Exercise directions: Repeat the entries below exactly, pictures excluded.
Record set Block Start
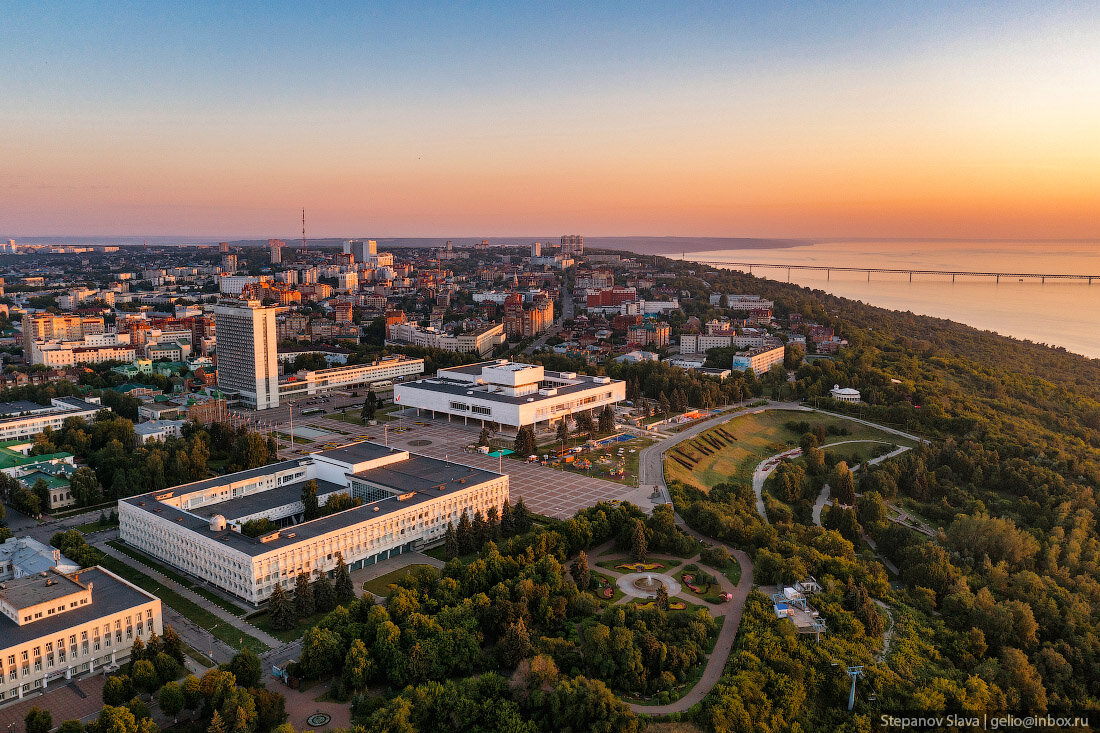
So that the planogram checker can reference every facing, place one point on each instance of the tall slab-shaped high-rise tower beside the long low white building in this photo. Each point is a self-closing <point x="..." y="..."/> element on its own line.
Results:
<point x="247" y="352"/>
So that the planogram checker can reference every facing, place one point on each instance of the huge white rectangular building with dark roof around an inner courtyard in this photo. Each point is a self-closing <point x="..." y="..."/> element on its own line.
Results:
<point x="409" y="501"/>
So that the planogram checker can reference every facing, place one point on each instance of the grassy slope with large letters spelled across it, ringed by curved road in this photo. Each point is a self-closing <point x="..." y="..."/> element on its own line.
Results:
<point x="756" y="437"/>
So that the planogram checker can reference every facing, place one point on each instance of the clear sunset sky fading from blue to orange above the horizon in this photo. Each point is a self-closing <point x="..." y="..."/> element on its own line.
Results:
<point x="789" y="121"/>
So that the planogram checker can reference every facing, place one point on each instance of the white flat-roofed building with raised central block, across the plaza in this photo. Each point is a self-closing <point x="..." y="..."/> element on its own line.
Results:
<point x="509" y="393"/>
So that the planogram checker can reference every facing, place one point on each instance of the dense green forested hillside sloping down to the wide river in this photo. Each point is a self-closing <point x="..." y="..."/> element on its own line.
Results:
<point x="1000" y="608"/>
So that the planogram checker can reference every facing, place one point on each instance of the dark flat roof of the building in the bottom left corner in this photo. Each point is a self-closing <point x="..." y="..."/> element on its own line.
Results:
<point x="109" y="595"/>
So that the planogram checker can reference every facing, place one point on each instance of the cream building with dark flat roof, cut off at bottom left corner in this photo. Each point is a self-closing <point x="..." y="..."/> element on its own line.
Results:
Record set Block End
Your solution:
So that the planogram checker can reference every facing, place one point on each instance of the tall slab-shaped high-rise tower beside the long low white building in this photo. Each point is a self-closing <point x="..." y="..."/> element on its own line.
Results:
<point x="247" y="352"/>
So that the planogram checker can reference every facing, place one point on each instance of the huge white rectangular building with dark roof around an inner courtyard in this photo. Each point is a self-closing <point x="..." y="..."/> element on its own line.
Results:
<point x="409" y="501"/>
So that the planogram checker can reference every facing, place one point on each instance of the grassy slope with large letters spelled across it, ringed by curved road in this photo. Each point is a self-closing <point x="..." y="..."/> element on its own line.
Results:
<point x="756" y="437"/>
So that the planogram checker can reference every facing, place one point on each instance of the clear sunset sky fading from blue to orange above the horizon in this photo. Each point is a self-closing <point x="..." y="..."/> element on its own line.
Results:
<point x="789" y="121"/>
So that the planogram checker can reference every facing, place one point on each instance of the white flat-roofed building with raised central block, across the plaza in this photo. Each point is a self-closing <point x="..." y="..."/> element on its own line.
Results:
<point x="509" y="393"/>
So that the planogram checker can reference every facing, place one point on each instance of the dense green forested hillside sloping down to the wide river in this photo. Each point is a self-closing <point x="..." y="..."/> element on its own line.
Results:
<point x="1000" y="608"/>
So that the planogram checker can reference every facing, place one point on each instance of the dark flat roof of the building in the bottom left corner in this photo. Each point is a self-closing <point x="..." y="..."/> element on its own line.
Results:
<point x="109" y="595"/>
So that the planogram checker can reference every facing, place one point on each instance of the cream building with dark flat roof, cut off at bottom left corner in this photo. Each point is a self-closing <point x="..." y="..."/> element on its own line.
Results:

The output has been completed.